+++ Supplied data +++
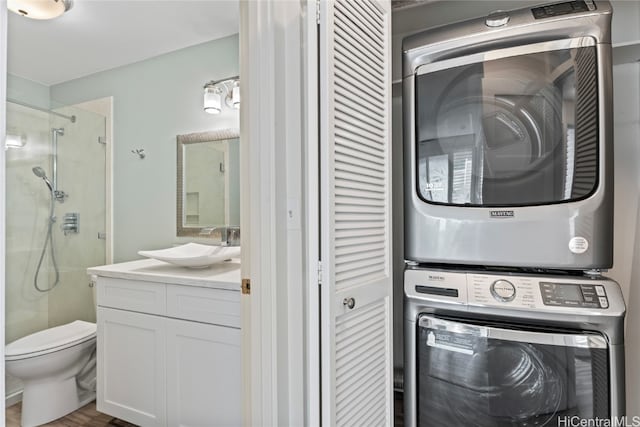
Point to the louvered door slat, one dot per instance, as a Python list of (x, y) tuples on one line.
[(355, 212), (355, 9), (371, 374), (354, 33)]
+++
+++ Supplied data +++
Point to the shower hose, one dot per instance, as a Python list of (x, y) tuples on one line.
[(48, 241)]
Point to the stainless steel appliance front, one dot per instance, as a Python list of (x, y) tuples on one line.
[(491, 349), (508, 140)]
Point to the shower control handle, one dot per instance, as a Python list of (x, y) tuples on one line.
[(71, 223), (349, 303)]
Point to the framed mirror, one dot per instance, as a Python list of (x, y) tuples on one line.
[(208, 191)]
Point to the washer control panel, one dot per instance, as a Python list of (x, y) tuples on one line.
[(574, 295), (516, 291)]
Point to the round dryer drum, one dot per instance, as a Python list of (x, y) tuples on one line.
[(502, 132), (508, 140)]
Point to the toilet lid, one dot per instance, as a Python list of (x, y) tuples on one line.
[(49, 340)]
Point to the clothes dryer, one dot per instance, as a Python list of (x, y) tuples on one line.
+++
→ **Exercise description**
Can you write out the records again from the line containing "Point to the toilet" through the line containing "Point to the clothes", inclusive, replacing "toilet lid" with "toilet seat" and leaving everything else unchanged?

→ **Solution to the exercise**
Point to the toilet seat, one dot per instance, as a Python list of (x, y) tuples on one line.
[(49, 340)]
Point to the clothes dryer, one dot per instance, as a Python list of (x, y) tuples on one line.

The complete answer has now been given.